- _SOURCE DOCUMENT_
------------------------------------------------------------
Skip to content

Deployment

Integr8sCode uses Docker Compose for deployment. All services — backend, frontend, workers, and infrastructure — run as containers orchestrated by a single docker-compose.yaml. Workers reuse the backend image with different command: overrides, so there's only one application image to build. Kubernetes is used only for executor pods (running user code); workers just need a kubeconfig to talk to the K8s API.

Architecture

flowchart TB
    Script[deploy.sh] --> DC

    subgraph Images["Container Images"]
        Base[Dockerfile.base] --> Backend[Backend Image]
    end

    subgraph DC["Docker Compose"]
        Compose[docker-compose.yaml] --> Containers
    end

    Images --> Containers

Deployment script

The deploy.sh script wraps Docker Compose:

show_help() {
    echo "Integr8sCode Deployment Script"
    echo ""
    echo "Usage: ./deploy.sh <command> [options]"
    echo ""
    echo "Commands:"
    echo "  dev [options]      Start full stack (docker-compose)"
    echo "                     --build             Rebuild images locally"
    echo "                     --no-build          Use pre-built images only (no build fallback)"
    echo "                     --wait              Wait for services to be healthy"
    echo "                     --timeout <secs>    Health check timeout (default: 300)"
    echo "                     --observability     Include Grafana, Jaeger, etc."
    echo "                     --debug             Include observability + Kafdrop"
    echo "  infra [options]    Start infrastructure only (mongo, redis, kafka, etc.)"
    echo "                     --wait              Wait for services to be healthy"
    echo "                     --timeout <secs>    Health check timeout (default: 120)"
    echo "  down               Stop all services"
    echo "  check              Run quality checks (ruff, mypy, bandit)"
    echo "  test               Run full test suite"
    echo "  logs [service]     View logs (defaults to all services)"
    echo "  status             Show status of running services"
    echo "  openapi [path]     Generate OpenAPI spec (default: docs/reference/openapi.json)"
    echo "  types              Generate TypeScript types for frontend from OpenAPI spec"
    echo "  help               Show this help message"
    echo ""
    echo "Configuration:"
    echo "  All settings come from backend/config.toml (single source of truth)"
    echo "  For CI/tests: cp backend/config.test.toml backend/config.toml"
    echo ""
    echo "Examples:"
------------------------------------------------------------
- _EXTRACTED RECORDS_

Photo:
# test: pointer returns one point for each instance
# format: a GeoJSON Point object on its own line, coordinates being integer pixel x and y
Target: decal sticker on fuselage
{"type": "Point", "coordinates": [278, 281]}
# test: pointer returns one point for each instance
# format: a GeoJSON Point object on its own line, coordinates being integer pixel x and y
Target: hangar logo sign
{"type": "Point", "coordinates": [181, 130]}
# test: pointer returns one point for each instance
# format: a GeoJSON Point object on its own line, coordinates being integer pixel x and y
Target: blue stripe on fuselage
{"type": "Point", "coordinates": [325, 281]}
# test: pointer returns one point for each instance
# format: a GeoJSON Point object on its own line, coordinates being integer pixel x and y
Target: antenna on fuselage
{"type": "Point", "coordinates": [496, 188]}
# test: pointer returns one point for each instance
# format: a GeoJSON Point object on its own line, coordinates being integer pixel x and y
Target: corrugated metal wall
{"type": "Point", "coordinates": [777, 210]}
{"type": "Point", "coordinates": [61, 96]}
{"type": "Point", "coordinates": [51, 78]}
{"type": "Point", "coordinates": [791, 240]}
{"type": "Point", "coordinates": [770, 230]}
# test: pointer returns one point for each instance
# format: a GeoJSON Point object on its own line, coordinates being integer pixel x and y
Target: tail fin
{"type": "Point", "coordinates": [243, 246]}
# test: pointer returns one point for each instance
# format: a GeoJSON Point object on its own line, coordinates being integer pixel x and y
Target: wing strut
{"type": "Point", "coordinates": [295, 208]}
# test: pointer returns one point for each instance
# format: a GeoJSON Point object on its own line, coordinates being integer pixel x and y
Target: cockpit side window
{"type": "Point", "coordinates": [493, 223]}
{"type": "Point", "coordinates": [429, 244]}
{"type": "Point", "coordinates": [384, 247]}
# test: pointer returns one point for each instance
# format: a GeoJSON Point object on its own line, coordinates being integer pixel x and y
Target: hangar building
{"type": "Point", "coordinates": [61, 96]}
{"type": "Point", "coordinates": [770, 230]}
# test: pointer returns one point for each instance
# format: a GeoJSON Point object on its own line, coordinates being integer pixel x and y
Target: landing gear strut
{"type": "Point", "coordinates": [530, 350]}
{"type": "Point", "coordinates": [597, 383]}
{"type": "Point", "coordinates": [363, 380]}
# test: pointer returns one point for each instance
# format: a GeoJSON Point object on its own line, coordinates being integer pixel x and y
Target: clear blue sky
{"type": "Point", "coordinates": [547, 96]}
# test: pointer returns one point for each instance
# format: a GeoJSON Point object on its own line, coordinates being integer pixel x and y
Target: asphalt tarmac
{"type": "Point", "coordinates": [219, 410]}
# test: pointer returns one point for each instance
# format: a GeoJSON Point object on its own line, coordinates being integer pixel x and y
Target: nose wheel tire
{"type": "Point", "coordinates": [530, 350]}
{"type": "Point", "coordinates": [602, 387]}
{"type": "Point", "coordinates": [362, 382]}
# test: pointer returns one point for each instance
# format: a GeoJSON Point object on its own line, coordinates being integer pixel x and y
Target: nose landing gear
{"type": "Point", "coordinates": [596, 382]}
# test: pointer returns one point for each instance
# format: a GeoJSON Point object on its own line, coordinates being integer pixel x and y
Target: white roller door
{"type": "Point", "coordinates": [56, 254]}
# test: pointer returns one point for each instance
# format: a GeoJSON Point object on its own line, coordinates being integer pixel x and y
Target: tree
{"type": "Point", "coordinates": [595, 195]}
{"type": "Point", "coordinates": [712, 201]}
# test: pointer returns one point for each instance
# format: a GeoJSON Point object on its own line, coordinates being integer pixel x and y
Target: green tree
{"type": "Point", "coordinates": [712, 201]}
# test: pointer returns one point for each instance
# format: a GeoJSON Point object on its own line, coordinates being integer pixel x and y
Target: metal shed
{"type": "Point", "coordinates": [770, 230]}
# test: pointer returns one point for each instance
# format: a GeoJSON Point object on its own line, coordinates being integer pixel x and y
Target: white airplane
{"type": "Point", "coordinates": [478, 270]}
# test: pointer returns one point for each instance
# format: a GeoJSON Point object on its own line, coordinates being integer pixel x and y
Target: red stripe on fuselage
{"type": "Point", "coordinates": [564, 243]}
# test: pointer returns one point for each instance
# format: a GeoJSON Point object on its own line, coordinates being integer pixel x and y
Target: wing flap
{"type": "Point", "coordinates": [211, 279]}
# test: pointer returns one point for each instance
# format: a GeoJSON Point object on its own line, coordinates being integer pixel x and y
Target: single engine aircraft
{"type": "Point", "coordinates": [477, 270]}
------------------------------------------------------------
- _WRITTEN REQUEST_
Resume the Integr8sCode deployment page from its last line. The material above comes from a separate source and has no connection to the deployment page.

- _TASK ANSWER_
    echo "  ./deploy.sh dev                    # Start dev environment"
    echo "  ./deploy.sh dev --build            # Rebuild and start"
    echo "  ./deploy.sh dev --wait             # Start and wait for healthy"
    echo "  ./deploy.sh logs backend           # View backend logs"
}

The script wraps Docker Compose with convenience commands for building, starting, stopping, and running tests.

Local development

Local development uses Docker Compose to spin up the entire stack on your machine. The compose file defines all services with health checks and dependency ordering, so containers start in the correct sequence.

./deploy.sh dev

This brings up MongoDB, Redis, Kafka (KRaft mode), all six workers, the backend API, and the frontend. One initialization container runs automatically: user-seed populates the database with default user accounts. Kafka topics are created on-demand via auto.create.topics.enable when producers first publish or consumers subscribe.

Once the stack is running, you can access the services at their default ports.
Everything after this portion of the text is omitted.